Health sector suffers underfunding as maternal deaths rise

Saturday September 14 2013



For Leah Nambirige, life as a midwife is no longer fun. For six months now, she says Mityana Hospital has not had antiseptics, surgical blades, and gloves.

These are crucial items needed by health workers without which child delivery cannot take place. As a result, Ms Nambirige says they have had to turn away several mothers who have not come with these items.

“Some mothers accept and buy these items but others refuse and decide to go to Mulago Hospital. We cannot always chip in and use our money to buy these items,” Ms Nambirige says adding: “Ultimately, this running back and forth of expectant mother to buy these commodities becomes a delay which contributes to a maternal death.”

Ms Sarah Nyombi, a board member of the National Medical Stores (NMS), however, says it is peculiar that the hospital has not had these commodities since NMS delivers only what is requisitioned by hospitals and said the issue would be probed.

But then, the nurses face another challenge. According to Ms Nambirige, nurses are overworked and intimidated by politicians who have come up with a new by-law to cause arrest and prosecution of medics in whose hands a maternal death occurs.


Ms Robina Biteyi, the National Coordinator White Ribbon Alliance for Safe Motherhood, says it is no longer women dying every day due to maternal complications but now 17 mothers and 106 newborns die every day in Uganda partly due to inadequate government investment in life-saving emergency obstetric and newborn care.
# # # #
### Task description
Please retype the article on health sector underfunding word for word, everything from "But then, the" down to "and newborn care.". You won't need the listing for this work.
# # # #
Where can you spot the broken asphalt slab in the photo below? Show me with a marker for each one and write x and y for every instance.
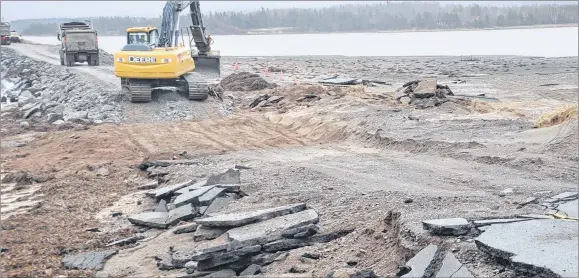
(231, 176)
(449, 226)
(268, 230)
(570, 208)
(162, 220)
(87, 260)
(191, 197)
(421, 261)
(545, 246)
(452, 268)
(244, 218)
(168, 190)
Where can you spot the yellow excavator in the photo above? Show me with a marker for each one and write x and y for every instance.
(156, 58)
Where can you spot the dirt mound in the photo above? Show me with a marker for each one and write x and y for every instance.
(245, 81)
(286, 97)
(557, 116)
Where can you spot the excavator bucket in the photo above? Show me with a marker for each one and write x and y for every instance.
(208, 66)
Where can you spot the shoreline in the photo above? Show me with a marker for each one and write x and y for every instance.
(524, 27)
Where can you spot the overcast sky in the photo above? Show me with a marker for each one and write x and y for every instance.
(12, 10)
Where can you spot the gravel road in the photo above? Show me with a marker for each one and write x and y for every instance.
(352, 153)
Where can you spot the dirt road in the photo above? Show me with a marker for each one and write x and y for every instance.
(353, 154)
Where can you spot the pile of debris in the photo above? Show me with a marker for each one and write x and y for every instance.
(517, 241)
(188, 200)
(245, 81)
(244, 241)
(228, 244)
(425, 93)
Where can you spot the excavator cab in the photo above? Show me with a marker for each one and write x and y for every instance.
(143, 36)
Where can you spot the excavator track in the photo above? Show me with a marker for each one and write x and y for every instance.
(138, 90)
(197, 86)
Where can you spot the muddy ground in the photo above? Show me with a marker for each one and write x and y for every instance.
(352, 153)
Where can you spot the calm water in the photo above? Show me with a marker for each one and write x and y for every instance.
(547, 42)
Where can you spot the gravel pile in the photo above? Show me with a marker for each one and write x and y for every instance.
(55, 94)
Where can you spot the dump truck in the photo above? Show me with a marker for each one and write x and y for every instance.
(79, 44)
(15, 37)
(5, 33)
(161, 57)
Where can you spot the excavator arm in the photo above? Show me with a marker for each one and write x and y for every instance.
(206, 62)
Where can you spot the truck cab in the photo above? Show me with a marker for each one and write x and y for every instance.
(79, 43)
(5, 33)
(15, 37)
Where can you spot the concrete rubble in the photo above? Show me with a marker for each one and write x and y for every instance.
(543, 245)
(87, 260)
(424, 93)
(227, 244)
(187, 200)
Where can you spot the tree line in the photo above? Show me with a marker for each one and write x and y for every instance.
(344, 18)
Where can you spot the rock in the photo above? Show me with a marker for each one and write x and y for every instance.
(150, 219)
(88, 260)
(164, 262)
(425, 88)
(77, 115)
(148, 186)
(231, 176)
(24, 124)
(167, 191)
(125, 241)
(284, 244)
(192, 197)
(58, 109)
(190, 188)
(478, 223)
(300, 232)
(226, 258)
(26, 98)
(206, 233)
(528, 201)
(421, 261)
(226, 273)
(229, 188)
(217, 204)
(182, 213)
(569, 208)
(452, 268)
(506, 192)
(313, 256)
(297, 269)
(330, 236)
(53, 117)
(450, 226)
(251, 270)
(537, 246)
(191, 265)
(58, 122)
(243, 218)
(31, 109)
(102, 172)
(207, 198)
(271, 229)
(185, 228)
(565, 195)
(161, 206)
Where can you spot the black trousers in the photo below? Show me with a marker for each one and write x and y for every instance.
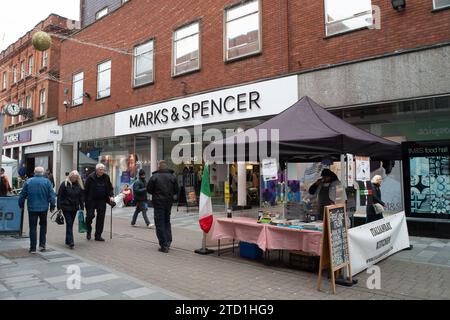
(70, 217)
(163, 226)
(100, 207)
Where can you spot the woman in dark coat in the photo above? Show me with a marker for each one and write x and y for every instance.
(70, 200)
(376, 200)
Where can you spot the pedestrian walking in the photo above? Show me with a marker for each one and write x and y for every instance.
(39, 193)
(4, 184)
(163, 186)
(140, 196)
(70, 200)
(49, 176)
(98, 192)
(375, 210)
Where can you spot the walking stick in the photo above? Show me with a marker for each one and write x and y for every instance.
(111, 226)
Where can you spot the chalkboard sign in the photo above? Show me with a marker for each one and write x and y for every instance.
(338, 237)
(335, 253)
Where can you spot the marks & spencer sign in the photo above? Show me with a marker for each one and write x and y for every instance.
(244, 102)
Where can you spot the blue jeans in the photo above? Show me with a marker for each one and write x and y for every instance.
(163, 227)
(70, 219)
(33, 220)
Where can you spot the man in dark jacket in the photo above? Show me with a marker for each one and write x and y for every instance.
(140, 196)
(98, 192)
(39, 193)
(163, 186)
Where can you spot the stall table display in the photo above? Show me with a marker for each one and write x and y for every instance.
(268, 236)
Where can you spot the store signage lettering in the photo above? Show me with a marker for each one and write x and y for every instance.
(16, 138)
(243, 102)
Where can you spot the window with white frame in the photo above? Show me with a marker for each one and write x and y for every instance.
(5, 80)
(439, 4)
(44, 58)
(103, 12)
(143, 64)
(186, 49)
(342, 16)
(15, 74)
(30, 65)
(243, 30)
(22, 70)
(42, 99)
(77, 89)
(104, 80)
(21, 107)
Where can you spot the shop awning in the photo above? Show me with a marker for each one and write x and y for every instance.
(308, 132)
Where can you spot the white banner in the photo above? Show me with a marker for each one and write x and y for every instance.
(375, 241)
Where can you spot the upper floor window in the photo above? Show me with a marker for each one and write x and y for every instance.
(101, 13)
(104, 80)
(186, 49)
(30, 65)
(22, 70)
(77, 89)
(143, 63)
(343, 16)
(5, 80)
(44, 58)
(15, 74)
(243, 30)
(439, 4)
(42, 99)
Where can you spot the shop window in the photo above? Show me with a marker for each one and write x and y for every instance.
(440, 4)
(77, 89)
(5, 80)
(42, 99)
(100, 14)
(104, 80)
(143, 63)
(30, 65)
(243, 30)
(186, 47)
(344, 16)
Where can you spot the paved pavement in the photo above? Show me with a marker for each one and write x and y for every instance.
(422, 273)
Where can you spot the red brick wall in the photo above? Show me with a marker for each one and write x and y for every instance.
(291, 42)
(416, 26)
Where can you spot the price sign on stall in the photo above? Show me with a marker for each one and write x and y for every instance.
(335, 250)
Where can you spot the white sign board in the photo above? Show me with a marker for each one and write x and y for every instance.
(375, 241)
(362, 169)
(55, 133)
(244, 102)
(269, 169)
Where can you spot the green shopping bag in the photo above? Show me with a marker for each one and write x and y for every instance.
(81, 223)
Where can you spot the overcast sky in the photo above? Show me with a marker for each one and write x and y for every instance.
(17, 17)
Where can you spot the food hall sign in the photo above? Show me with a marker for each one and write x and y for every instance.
(244, 102)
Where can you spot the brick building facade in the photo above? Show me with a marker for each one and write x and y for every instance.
(377, 67)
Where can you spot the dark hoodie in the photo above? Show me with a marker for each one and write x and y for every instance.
(163, 186)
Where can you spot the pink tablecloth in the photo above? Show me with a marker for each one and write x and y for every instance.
(266, 236)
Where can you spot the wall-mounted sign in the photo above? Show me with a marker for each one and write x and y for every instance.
(55, 134)
(244, 102)
(17, 138)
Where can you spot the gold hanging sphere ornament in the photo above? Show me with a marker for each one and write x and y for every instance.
(41, 41)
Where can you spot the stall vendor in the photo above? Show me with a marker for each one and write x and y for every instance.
(328, 190)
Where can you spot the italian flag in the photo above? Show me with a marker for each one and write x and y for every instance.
(206, 213)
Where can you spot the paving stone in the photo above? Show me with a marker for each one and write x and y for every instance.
(87, 295)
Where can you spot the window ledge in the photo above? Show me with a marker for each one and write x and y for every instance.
(186, 73)
(250, 55)
(103, 98)
(345, 32)
(440, 9)
(143, 85)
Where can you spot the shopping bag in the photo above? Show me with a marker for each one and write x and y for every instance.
(81, 223)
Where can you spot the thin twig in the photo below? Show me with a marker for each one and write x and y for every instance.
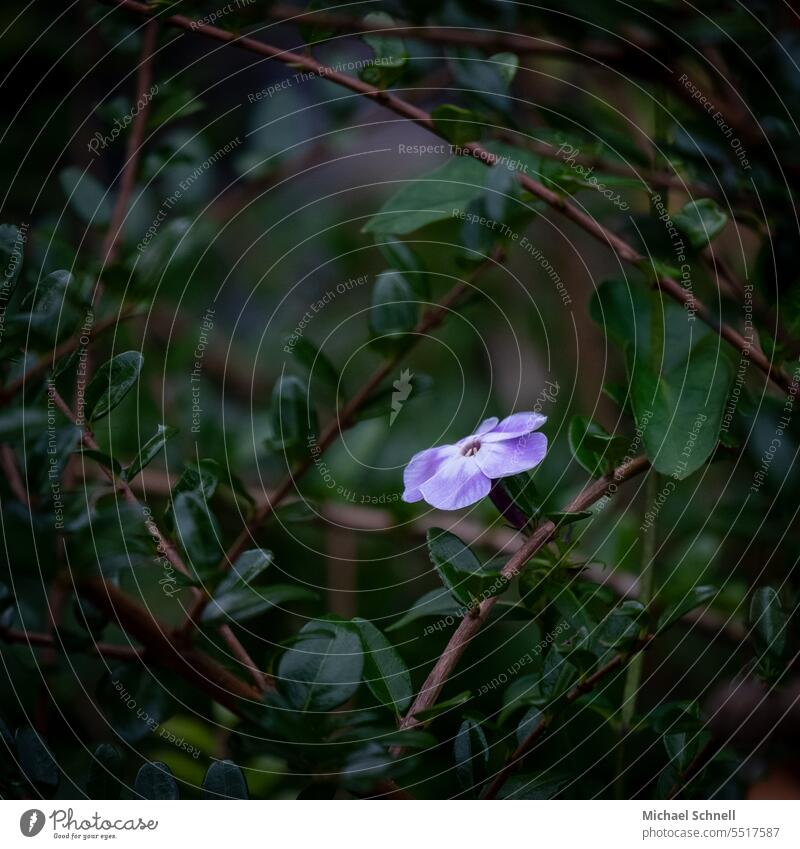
(344, 419)
(37, 640)
(9, 466)
(698, 763)
(623, 249)
(79, 340)
(191, 664)
(471, 624)
(164, 547)
(586, 685)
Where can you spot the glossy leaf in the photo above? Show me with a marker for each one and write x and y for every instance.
(701, 221)
(471, 750)
(695, 598)
(114, 379)
(385, 673)
(35, 760)
(768, 621)
(680, 414)
(394, 306)
(462, 574)
(292, 421)
(197, 530)
(149, 451)
(155, 781)
(323, 668)
(224, 780)
(104, 779)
# # # #
### Exercise result
But then, the nurses face another challenge. According to Ms Nambirige, nurses are overworked and intimidated by politicians who have come up with a new by-law to cause arrest and prosecution of medics in whose hands a maternal death occurs.


Ms Robina Biteyi, the National Coordinator White Ribbon Alliance for Safe Motherhood, says it is no longer women dying every day due to maternal complications but now 17 mothers and 106 newborns die every day in Uganda partly due to inadequate government investment in life-saving emergency obstetric and newborn care.